• **Study questions**
1) Please repeat the sponsorship text between "Inland sponsorship is" and "your real circumstances.", inclusive.
2) According to the sponsorship text, why does inland sponsorship carry a travel risk? Answer in one to three sentences.
3) Carry the sponsorship text forward from its final sentence.

• **Provided text**
Inland sponsorship is for couples already living together in Canada, and it can give the sponsored spouse access to an open work permit while the application is processed. The catch is travel risk — if your spouse leaves Canada and is denied re-entry, an inland application can be affected. Outland sponsorship is processed through visa offices and is often faster, and it lets the sponsored person travel more freely during processing. Choosing the right stream is one of the most important early decisions, and it depends on your living situation, work needs, and travel plans. As a spousal sponsorship consultant serving Oakville and Mississauga, we help you pick the stream that fits your real circumstances.
This is the most common question we get, and the honest answer matters: as of 2026, the Parents and Grandparents Program (PGP) is not accepting new applications. IRCC’s most recent intake invited sponsors from the existing pool, and no new Interest-to-Sponsor submissions are being accepted until IRCC announces a future intake. If your parents or grandparents already have an application in process, it continues to be handled. If you are starting fresh, the Super Visa is currently the strongest route — it lets parents and grandparents stay in Canada for up to five years per entry, with multi-entry validity for up to ten years. We monitor PGP intake announcements and help families use the Super Visa in the meantime.
In many cases, yes. If you apply through the inland stream, your spouse or partner can usually apply for a Spousal Open Work Permit, which lets them work for almost any employer while the permanent residence application is processed — typically available within a few months of acknowledgement. This is one of the biggest practical advantages of the inland route, and it is something we factor into our stream recommendation from day one.
It depends on who you are sponsoring. For a spouse, common-law partner, or dependent child, there is generally no fixed income requirement — you simply have to show you can meet basic needs and that the person will not need social assistance. For parents and grandparents, you must meet the Minimum Necessary Income, which is the Low Income Cut-Off (LICO) plus 30%, assessed over the three tax years before you apply, and based on your household size. We help you calculate exactly where you stand before you commit to an application.

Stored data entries

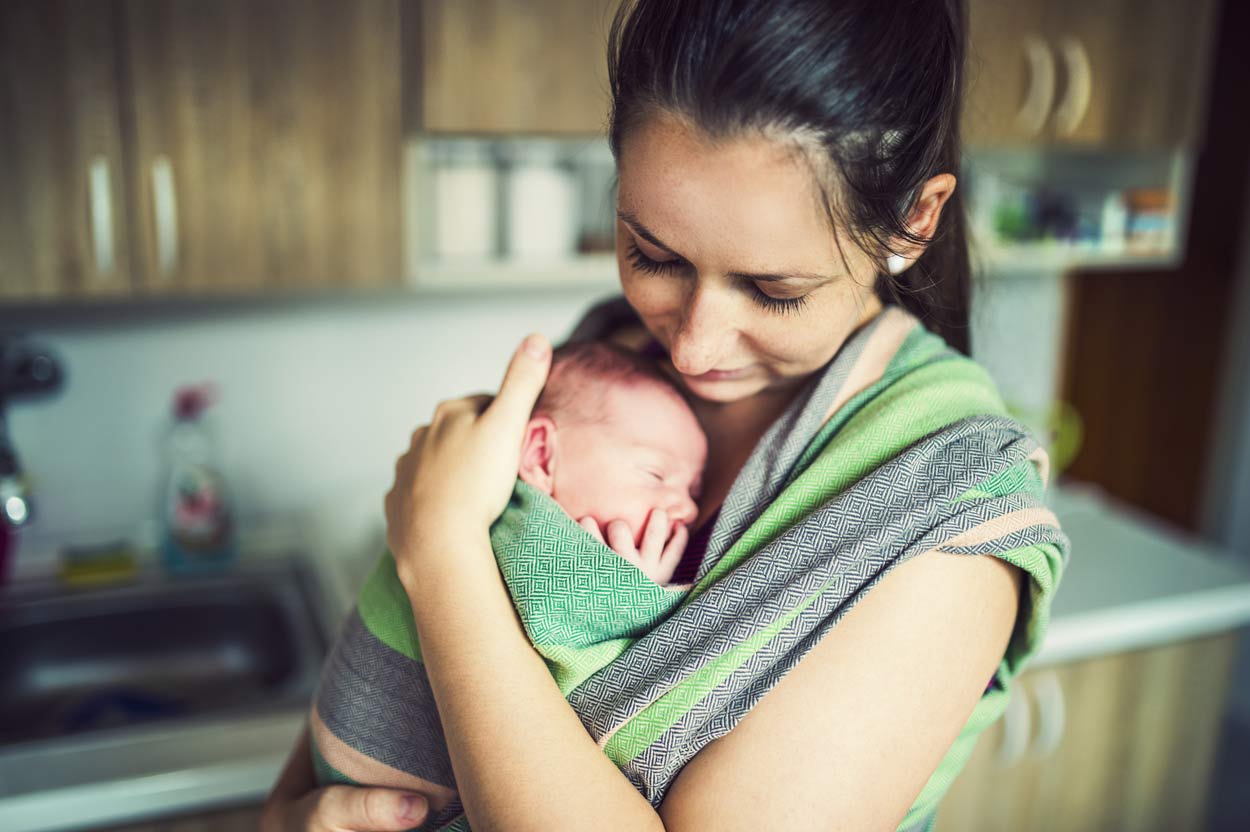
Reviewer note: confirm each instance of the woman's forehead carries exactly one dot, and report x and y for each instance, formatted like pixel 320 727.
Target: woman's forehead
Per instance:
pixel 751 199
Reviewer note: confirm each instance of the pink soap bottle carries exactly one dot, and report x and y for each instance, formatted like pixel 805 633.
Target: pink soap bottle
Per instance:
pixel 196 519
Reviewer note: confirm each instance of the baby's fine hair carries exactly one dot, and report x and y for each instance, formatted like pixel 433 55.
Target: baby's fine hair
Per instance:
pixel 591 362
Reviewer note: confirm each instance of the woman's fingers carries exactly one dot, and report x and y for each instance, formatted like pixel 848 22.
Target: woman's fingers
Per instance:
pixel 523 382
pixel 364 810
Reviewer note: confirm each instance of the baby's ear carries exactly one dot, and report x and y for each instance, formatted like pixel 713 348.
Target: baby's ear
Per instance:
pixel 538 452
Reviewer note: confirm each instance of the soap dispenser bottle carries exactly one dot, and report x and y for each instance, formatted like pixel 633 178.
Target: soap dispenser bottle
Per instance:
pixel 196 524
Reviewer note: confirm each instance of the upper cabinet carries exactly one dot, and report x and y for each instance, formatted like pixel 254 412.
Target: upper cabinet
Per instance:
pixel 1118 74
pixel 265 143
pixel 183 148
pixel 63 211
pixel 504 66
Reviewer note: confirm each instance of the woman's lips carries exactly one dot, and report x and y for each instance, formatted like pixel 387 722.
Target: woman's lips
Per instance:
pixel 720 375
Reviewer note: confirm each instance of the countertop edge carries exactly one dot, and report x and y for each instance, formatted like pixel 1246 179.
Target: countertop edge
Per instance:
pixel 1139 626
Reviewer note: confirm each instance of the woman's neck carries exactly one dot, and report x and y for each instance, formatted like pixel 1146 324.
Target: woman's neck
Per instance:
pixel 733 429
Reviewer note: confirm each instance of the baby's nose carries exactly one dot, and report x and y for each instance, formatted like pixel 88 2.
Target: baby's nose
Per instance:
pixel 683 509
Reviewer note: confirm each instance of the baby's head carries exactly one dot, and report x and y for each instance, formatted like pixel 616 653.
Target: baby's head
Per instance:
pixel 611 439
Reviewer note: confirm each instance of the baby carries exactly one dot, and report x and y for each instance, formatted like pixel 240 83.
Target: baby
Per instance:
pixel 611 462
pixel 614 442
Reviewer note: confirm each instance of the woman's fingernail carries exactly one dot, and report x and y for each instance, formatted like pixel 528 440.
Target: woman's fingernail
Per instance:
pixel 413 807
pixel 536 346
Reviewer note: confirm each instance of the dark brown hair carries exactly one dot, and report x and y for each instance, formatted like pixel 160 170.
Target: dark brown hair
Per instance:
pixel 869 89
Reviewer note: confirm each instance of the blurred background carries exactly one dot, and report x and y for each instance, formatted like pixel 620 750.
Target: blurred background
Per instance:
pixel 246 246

---

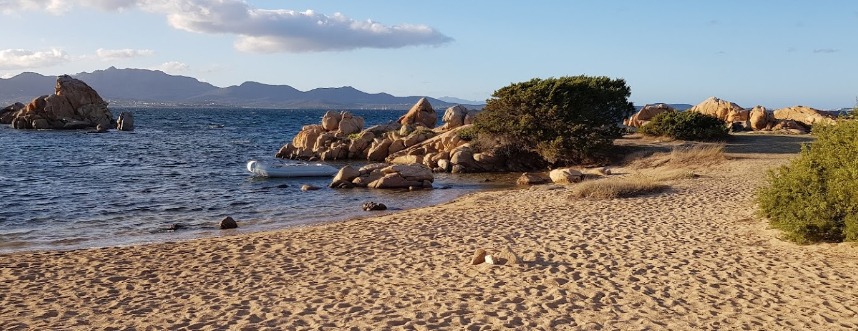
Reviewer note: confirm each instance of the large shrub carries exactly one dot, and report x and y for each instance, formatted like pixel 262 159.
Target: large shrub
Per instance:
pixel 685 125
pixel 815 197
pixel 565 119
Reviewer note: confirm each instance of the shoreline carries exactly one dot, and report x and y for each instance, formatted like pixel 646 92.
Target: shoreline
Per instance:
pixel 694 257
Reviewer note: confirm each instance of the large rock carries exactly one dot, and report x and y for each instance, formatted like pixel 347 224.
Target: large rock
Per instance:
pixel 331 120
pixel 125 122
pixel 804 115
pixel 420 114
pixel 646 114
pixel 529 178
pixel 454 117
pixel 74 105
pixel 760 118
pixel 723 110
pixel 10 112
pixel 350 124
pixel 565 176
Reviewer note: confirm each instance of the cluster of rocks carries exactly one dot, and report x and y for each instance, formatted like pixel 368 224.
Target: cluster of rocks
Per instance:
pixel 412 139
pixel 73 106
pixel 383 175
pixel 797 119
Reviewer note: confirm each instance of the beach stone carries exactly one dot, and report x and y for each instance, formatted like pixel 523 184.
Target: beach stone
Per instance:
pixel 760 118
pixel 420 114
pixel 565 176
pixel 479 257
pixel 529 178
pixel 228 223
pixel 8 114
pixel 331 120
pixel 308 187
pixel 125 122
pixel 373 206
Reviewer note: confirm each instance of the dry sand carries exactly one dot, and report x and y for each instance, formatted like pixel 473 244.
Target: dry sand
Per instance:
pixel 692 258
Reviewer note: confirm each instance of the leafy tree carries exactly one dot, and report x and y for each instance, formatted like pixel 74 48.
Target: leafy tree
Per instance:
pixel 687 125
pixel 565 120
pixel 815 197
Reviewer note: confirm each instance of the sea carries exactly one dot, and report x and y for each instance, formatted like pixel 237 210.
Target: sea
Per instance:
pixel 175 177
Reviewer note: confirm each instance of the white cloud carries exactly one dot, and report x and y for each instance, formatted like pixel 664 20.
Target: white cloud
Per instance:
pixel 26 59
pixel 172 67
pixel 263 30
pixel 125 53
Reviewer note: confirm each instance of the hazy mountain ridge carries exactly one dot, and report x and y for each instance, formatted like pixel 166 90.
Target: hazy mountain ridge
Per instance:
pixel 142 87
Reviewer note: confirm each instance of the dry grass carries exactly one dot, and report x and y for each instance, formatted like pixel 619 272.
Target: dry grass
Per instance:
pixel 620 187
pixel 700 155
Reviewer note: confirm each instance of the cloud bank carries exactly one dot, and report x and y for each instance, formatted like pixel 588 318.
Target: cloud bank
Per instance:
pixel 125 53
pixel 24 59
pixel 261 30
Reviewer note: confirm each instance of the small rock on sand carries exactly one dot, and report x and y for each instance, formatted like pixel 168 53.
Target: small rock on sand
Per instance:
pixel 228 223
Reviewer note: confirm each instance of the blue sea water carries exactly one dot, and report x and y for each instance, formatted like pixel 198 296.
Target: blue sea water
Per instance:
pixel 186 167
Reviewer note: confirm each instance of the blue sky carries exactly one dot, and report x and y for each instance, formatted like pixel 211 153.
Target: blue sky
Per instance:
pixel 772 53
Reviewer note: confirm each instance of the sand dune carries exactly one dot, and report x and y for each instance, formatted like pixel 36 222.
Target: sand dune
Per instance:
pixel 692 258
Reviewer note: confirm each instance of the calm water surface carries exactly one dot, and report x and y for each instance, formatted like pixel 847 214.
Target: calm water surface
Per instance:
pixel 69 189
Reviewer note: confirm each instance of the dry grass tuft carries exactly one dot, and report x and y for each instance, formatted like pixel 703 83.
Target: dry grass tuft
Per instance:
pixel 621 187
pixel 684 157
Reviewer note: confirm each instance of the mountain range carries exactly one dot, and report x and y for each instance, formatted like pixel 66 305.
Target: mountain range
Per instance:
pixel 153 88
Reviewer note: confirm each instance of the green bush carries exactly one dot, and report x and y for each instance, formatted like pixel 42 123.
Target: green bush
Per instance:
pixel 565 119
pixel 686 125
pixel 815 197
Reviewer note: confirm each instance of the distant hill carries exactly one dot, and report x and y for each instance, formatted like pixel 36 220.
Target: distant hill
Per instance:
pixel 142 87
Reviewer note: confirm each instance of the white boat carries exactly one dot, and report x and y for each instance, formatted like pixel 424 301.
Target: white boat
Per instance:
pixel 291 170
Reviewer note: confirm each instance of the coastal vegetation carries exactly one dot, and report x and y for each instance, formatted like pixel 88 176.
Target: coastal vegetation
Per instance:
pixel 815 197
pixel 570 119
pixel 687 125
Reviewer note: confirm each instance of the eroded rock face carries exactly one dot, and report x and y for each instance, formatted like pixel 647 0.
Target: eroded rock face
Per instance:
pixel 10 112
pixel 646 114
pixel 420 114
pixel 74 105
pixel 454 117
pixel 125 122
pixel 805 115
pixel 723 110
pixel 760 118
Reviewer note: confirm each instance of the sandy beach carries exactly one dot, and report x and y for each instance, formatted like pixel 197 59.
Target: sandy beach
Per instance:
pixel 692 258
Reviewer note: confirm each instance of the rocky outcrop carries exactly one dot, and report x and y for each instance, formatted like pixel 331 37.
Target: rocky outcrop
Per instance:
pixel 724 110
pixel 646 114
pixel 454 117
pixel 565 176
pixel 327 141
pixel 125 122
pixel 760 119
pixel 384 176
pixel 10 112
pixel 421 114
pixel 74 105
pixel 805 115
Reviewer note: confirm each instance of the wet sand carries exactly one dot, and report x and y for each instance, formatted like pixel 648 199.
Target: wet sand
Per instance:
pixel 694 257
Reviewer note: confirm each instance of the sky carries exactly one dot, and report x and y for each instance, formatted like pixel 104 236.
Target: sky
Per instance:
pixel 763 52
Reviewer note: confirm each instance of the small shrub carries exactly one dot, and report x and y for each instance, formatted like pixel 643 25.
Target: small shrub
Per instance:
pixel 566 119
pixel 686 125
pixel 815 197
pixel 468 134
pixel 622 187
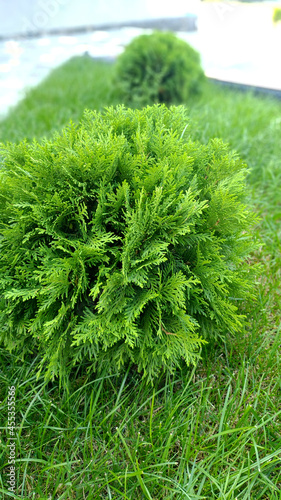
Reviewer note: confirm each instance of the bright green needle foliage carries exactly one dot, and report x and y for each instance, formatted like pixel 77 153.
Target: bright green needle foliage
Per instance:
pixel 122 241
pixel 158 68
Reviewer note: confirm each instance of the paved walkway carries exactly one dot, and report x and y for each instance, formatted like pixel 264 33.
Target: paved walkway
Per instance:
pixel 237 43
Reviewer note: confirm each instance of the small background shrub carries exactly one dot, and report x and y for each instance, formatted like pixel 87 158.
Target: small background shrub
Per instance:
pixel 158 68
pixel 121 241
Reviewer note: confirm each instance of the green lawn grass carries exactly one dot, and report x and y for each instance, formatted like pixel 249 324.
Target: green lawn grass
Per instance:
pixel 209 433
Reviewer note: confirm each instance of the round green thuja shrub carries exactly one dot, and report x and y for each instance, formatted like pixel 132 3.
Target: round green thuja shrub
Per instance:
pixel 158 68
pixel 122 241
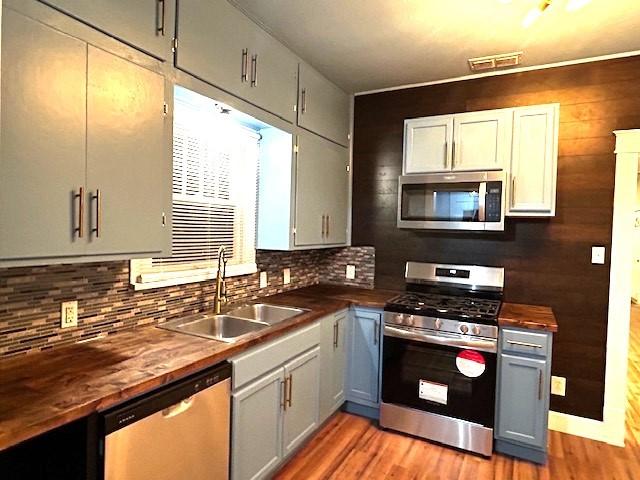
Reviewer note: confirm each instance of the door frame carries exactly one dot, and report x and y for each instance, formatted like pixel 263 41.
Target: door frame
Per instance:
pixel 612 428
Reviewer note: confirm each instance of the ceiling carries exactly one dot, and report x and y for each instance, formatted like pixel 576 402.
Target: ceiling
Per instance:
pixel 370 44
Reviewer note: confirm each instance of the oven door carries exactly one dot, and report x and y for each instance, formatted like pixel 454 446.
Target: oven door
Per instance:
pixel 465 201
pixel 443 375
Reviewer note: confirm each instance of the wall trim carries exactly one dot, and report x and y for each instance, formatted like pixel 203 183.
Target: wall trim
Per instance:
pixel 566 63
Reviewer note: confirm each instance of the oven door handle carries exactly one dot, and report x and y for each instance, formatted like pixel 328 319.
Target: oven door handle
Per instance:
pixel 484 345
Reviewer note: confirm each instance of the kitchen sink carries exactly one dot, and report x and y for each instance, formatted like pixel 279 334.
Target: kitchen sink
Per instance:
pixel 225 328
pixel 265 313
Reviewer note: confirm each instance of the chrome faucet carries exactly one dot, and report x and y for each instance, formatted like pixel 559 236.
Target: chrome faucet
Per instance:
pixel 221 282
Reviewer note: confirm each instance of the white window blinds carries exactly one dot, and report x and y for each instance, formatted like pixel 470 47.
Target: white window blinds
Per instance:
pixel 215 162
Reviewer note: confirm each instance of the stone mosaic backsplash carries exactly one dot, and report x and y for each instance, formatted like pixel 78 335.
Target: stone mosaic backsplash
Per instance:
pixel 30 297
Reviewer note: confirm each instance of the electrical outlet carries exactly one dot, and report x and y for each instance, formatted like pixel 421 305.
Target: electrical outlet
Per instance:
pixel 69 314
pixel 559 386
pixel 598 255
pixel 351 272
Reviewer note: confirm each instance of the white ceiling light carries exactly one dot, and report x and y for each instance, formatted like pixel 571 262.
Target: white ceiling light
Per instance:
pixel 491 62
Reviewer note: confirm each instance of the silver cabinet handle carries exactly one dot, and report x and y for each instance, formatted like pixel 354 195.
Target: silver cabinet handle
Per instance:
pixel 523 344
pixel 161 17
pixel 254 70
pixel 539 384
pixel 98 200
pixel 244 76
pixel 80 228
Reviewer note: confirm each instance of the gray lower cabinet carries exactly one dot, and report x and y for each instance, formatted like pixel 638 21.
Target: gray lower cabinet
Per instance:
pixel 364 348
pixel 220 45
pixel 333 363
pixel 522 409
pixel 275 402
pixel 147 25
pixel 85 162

• **Results of the exercise**
1)
Inland sponsorship is for couples already living together in Canada, and it can give the sponsored spouse access to an open work permit while the application is processed. The catch is travel risk — if your spouse leaves Canada and is denied re-entry, an inland application can be affected. Outland sponsorship is processed through visa offices and is often faster, and it lets the sponsored person travel more freely during processing. Choosing the right stream is one of the most important early decisions, and it depends on your living situation, work needs, and travel plans. As a spousal sponsorship consultant serving Oakville and Mississauga, we help you pick the stream that fits your real circumstances.

2) If the sponsored spouse leaves Canada and is denied re-entry, the inland application can be affected.

3)
Beyond the sponsor and applicant forms, the sponsored person typically needs a medical exam by an IRCC-approved panel physician, biometrics (fingerprints and photo), and police certificates from every country they have lived in for six months or more since the age of 18. For spousal cases, you will also need strong proof that your relationship is genuine — things like joint accounts, photos over time, communication records, and statements. Missing or weak relationship evidence is one of the most common reasons applications are delayed or refused, which is exactly where having a consultant review your file pays off.
A refusal is not always the end of the road. For spousal and family-class refusals, sponsors generally have the right to appeal to the Immigration Appeal Division (IAD), though appeals can take a year or more. In some cases, reapplying with a stronger, better-documented file is the smarter move than appealing. The worst thing you can do is simply resubmit the same application without fixing what went wrong. As licensed RCIC consultants, we review the refusal reasons, tell you honestly whether an appeal or a fresh application is the better path, and handle it for you.